+++ PASSAGE PROVIDED
SLIPPERY ROCK, Pa. - According to national research, one in five college students has anxiety or depression, but more and more students are getting help by accessing their schools' counseling centers at rates five to six times greater than average enrollment increases. To help address this growing demand for services, Slippery Rock University's Student Counseling Center has increased the number of group counseling sessions it offers.

Each week, the SCC offers five types of counseling groups, three more than last year. There are a total of six weekly group sessions; each attended by as many as 12 students and two counselors.

"The groups are wonderful because the students realize they are not alone," said Lisa Osachy, SCC director. "Group counseling is often the treatment of choice because of the opportunity to interact with others."

During the first six weeks of the fall semester, counseling hours at SRU have increased by 66 percent compared to the first six weeks of the 2009 fall semester. Anxiety and depression are the most common afflictions, but the SCC also provides counseling for students grieving the death of a loved one, overcoming an eating disorder or coping with stress related to adjusting to college life, finding a job or managing a relationship.

"We exist to serve students' emotional and developmental needs," said Osachy, who was hired in September. "Nationally, there's a huge surge and demand for counseling services and to reduce the stigma for getting help and information."

A licensed psychologist, Osachy has more than 20 years of counseling experience. She trained or worked at the counseling centers of six colleges or universities, including four years as the director of Carlow University's counseling center.

"More students are coming to college with mental health challenges," Osachy said. "In the past it prevented them from attending college. Now, they are able to get help and they are able to go to college, but that means there are more students (in college) with a history of mental illnesses."

According to Osachy, students are more willing to get help, which is important because often the most difficult step is making that first call to a counseling center. In addition to the SCC, which is open 47 hours per week, SRU can also access psychological and educational resources online at Although information shared during individual and group counseling sessions remains confidential, the online modules allows students to get help anonymously.

Still, Osachy recommends counseling. After an initial intake session at the SCC, students typically have five counseling sessions before they are released to follow a plan or referred to an outside agency.

"Change happens when you enter a relationship with a counselor or a group," Osachy said. "A lot of people feel alone when they are struggling. When they see other people with the same issues, it's a relief and a validation that it's not just you."

Counseling groups offered by the SCC include:

-Mindful Mondays Group, 4:30-6 p.m., Mondays, to practice mindfulness and learn better ways to deal with stress, anxiety, depression and to maintain healthy relationships.
-Interpersonal Group, 3:30-5 p.m., Tuesdays and Thursdays, as a safe place for students to work on relationships, conquer anxiety, receive support and process feelings through lived experiences with other students.
-Creativity Group, 4-5:30 p.m., Tuesdays, for students to express themselves through music and art to enhance health and wellbeing.
-Sanctuary Group, 3-4:30 p.m., Wednesdays, as a confidential space for students to explore marginalized identities and LGBTQIA issues.
-Grief/Loss Group, 2-3:30 p.m., Fridays, to support students who have experienced the death or loss of a loved one.

Staffed with three full-time counselors and one part-time counselor, the SCC provides a variety of services in addition to individual and group counseling sessions, such as intake assessments, emergency walk-ins, clinical consultation, crisis intervention, campus/community referrals and training/outreach workshops.

"We're committed to students' success in life and school and to help them make the most of their time here," Osachy added.
++++++
+++ STORED DATA
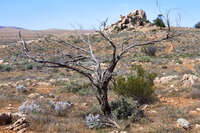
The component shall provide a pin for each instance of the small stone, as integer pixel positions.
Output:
(123, 132)
(153, 111)
(193, 112)
(85, 104)
(181, 122)
(144, 107)
(33, 95)
(197, 126)
(198, 109)
(10, 108)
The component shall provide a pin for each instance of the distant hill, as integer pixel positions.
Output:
(9, 35)
(2, 27)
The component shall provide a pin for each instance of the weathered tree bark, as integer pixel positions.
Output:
(99, 77)
(102, 97)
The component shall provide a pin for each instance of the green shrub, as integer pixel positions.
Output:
(138, 85)
(5, 68)
(149, 50)
(197, 25)
(29, 66)
(159, 21)
(145, 59)
(126, 109)
(1, 67)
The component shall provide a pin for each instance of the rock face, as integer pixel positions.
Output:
(132, 20)
(18, 121)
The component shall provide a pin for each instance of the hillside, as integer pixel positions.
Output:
(178, 97)
(43, 98)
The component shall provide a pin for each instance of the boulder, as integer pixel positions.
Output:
(133, 19)
(5, 118)
(189, 80)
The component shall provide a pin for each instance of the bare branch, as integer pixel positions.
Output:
(111, 43)
(54, 64)
(74, 46)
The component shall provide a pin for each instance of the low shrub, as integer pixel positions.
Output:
(197, 25)
(62, 107)
(145, 59)
(149, 50)
(5, 68)
(138, 85)
(93, 121)
(126, 109)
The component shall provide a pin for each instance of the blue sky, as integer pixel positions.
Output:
(62, 14)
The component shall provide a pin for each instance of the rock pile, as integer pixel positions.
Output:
(20, 124)
(131, 21)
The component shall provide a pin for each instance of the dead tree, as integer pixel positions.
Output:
(99, 77)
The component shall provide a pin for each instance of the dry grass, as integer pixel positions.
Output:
(161, 116)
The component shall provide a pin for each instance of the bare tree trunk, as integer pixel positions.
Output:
(102, 97)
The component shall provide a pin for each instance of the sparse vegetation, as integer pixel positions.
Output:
(138, 86)
(159, 21)
(154, 104)
(126, 109)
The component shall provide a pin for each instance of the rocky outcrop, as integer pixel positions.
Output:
(20, 124)
(131, 21)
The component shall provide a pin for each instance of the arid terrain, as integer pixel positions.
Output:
(177, 85)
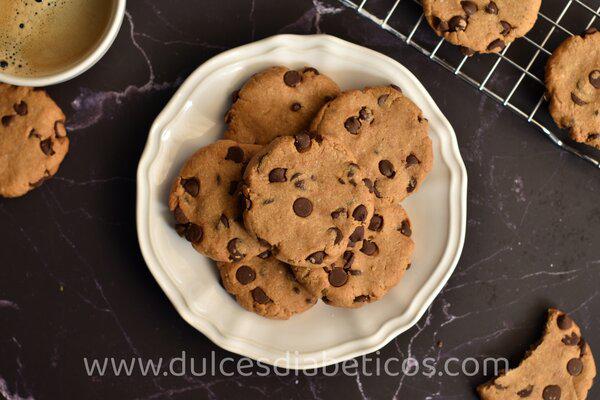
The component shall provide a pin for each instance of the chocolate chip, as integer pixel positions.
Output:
(551, 392)
(595, 78)
(376, 223)
(369, 248)
(525, 392)
(357, 235)
(412, 160)
(336, 214)
(506, 28)
(7, 119)
(21, 108)
(292, 78)
(360, 213)
(412, 184)
(234, 252)
(311, 69)
(564, 322)
(574, 366)
(191, 186)
(365, 114)
(193, 233)
(352, 125)
(180, 216)
(235, 154)
(369, 184)
(571, 340)
(46, 146)
(382, 99)
(277, 175)
(467, 51)
(387, 169)
(405, 228)
(338, 277)
(457, 23)
(577, 100)
(302, 207)
(224, 221)
(316, 257)
(245, 275)
(469, 6)
(302, 142)
(497, 44)
(348, 259)
(491, 8)
(338, 234)
(260, 296)
(265, 254)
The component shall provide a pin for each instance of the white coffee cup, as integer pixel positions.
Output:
(92, 57)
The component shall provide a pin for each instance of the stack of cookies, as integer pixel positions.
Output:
(302, 199)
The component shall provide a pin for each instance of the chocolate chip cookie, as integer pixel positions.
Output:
(304, 197)
(561, 366)
(204, 201)
(33, 139)
(374, 262)
(481, 26)
(388, 134)
(267, 287)
(277, 102)
(573, 87)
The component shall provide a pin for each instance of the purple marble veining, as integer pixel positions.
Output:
(73, 284)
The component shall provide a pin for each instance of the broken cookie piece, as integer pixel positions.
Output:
(560, 367)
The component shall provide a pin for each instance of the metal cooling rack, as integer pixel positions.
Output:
(514, 77)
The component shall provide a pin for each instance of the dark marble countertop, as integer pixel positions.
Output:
(73, 283)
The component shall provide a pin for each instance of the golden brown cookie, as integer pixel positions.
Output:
(560, 367)
(33, 139)
(388, 134)
(277, 102)
(481, 26)
(204, 201)
(304, 197)
(375, 261)
(573, 87)
(266, 287)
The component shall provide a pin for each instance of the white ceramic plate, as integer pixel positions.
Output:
(324, 335)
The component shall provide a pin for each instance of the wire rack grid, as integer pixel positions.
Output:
(515, 76)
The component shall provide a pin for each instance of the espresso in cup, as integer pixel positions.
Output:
(43, 37)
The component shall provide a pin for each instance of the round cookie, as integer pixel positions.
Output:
(33, 139)
(573, 87)
(277, 102)
(204, 201)
(266, 287)
(388, 134)
(370, 267)
(560, 366)
(304, 196)
(481, 26)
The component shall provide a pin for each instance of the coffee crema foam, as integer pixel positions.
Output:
(43, 37)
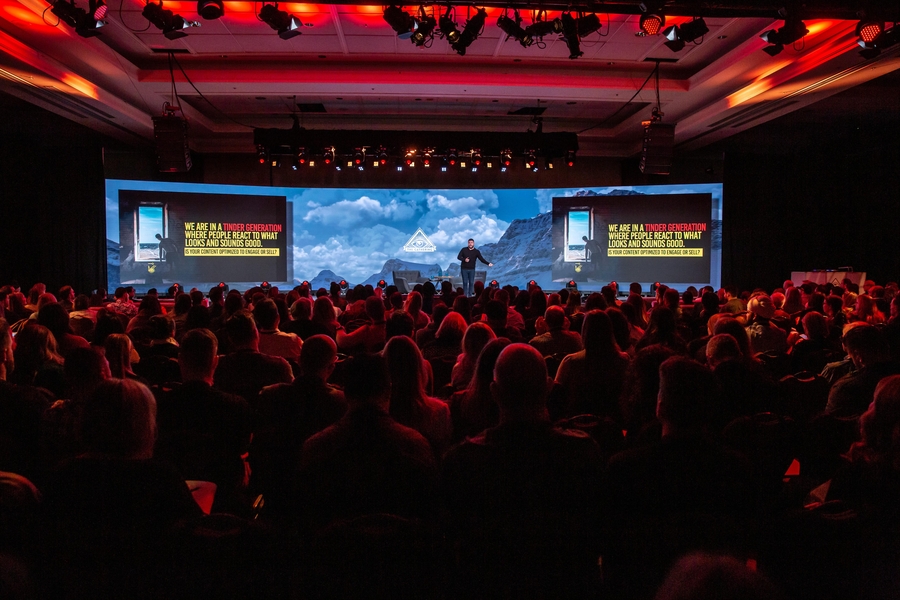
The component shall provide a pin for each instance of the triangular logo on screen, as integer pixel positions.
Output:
(419, 242)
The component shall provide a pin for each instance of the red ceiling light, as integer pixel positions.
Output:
(652, 23)
(868, 30)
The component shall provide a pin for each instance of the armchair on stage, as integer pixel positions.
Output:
(406, 280)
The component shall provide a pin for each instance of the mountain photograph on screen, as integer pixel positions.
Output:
(160, 233)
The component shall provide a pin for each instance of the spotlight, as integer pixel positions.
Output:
(425, 25)
(651, 23)
(587, 24)
(400, 21)
(513, 29)
(570, 32)
(868, 30)
(172, 25)
(210, 9)
(542, 28)
(86, 23)
(286, 24)
(470, 33)
(793, 30)
(885, 40)
(448, 27)
(687, 33)
(301, 157)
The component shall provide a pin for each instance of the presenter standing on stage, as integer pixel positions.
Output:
(467, 257)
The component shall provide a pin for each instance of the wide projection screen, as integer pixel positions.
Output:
(197, 235)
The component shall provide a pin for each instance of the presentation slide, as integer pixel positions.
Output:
(196, 235)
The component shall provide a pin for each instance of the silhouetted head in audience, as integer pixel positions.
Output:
(399, 323)
(733, 327)
(367, 382)
(720, 348)
(161, 327)
(119, 420)
(866, 346)
(555, 318)
(85, 369)
(375, 309)
(815, 326)
(687, 396)
(197, 357)
(318, 356)
(118, 353)
(597, 335)
(242, 331)
(55, 318)
(265, 313)
(521, 384)
(708, 577)
(496, 314)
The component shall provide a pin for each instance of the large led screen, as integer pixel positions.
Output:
(200, 234)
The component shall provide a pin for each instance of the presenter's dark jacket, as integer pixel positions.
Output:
(472, 254)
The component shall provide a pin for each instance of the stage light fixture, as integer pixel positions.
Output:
(210, 9)
(542, 27)
(172, 25)
(587, 24)
(868, 30)
(448, 27)
(513, 29)
(884, 40)
(86, 23)
(286, 24)
(400, 21)
(470, 32)
(425, 25)
(679, 36)
(651, 23)
(793, 30)
(570, 32)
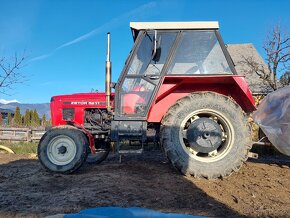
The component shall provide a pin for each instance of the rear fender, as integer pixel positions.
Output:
(174, 88)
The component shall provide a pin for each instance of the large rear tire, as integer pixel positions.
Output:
(206, 134)
(63, 150)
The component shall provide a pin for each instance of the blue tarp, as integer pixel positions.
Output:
(118, 212)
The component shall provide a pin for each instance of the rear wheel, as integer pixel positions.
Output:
(206, 135)
(62, 150)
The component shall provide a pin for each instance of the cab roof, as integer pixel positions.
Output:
(201, 25)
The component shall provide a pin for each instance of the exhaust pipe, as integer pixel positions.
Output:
(108, 75)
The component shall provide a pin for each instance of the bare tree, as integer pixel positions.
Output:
(10, 73)
(277, 48)
(285, 79)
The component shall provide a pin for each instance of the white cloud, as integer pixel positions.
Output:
(139, 11)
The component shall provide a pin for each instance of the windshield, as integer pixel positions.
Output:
(138, 85)
(143, 62)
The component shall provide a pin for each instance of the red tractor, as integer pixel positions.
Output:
(179, 87)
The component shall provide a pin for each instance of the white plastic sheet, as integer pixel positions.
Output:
(273, 116)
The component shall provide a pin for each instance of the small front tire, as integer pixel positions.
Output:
(63, 150)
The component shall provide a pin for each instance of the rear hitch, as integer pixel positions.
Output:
(253, 155)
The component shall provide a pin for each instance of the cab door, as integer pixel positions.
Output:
(142, 74)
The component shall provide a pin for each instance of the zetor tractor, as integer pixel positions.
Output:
(179, 87)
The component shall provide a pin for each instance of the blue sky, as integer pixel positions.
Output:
(65, 40)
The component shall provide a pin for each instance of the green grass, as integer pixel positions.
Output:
(21, 147)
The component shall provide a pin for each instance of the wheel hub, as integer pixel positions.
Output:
(204, 135)
(62, 150)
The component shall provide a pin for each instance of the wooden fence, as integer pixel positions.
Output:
(21, 134)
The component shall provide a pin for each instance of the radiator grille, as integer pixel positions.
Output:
(68, 114)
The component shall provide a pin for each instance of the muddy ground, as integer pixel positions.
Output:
(260, 189)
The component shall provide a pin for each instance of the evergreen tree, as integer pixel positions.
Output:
(17, 117)
(9, 119)
(27, 118)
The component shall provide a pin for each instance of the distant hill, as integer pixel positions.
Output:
(41, 108)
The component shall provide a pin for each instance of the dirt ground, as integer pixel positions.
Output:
(260, 189)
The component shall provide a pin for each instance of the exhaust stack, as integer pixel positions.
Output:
(108, 75)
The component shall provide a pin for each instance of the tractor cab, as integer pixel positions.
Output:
(166, 49)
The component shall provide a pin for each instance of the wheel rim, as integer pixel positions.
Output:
(61, 150)
(221, 141)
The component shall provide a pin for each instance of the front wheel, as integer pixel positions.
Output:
(206, 135)
(62, 150)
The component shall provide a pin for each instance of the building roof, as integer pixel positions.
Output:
(238, 54)
(173, 25)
++++++
## SET OF TASKS
A. Using the counseling center article, say whether each statement agrees with it, answering yes or no and quoting the deciding words: (i) The SCC offers five types of counseling groups each week. (ii) Lisa Osachy was hired in September. (iii) The SCC is staffed with four full-time counselors.
B. Please sum up the counseling center article in two sentences.

## RESPONSES
A.
(i) Yes: "Each week, the SCC offers five types of counseling groups, three more than last year."
(ii) Yes: "said Osachy, who was hired in September."
(iii) No: "Staffed with three full-time counselors and one part-time counselor"

B. To meet growing demand, Slippery Rock University's Student Counseling Center has increased its group counseling sessions and now offers five types of groups each week, while counseling hours in the first six weeks of the fall semester rose 66 percent over the same period in 2009. Director Lisa Osachy says groups help students realize they are not alone, and the center, staffed with three full-time counselors and one part-time counselor, also provides intake assessments, emergency walk-ins, crisis intervention and other services.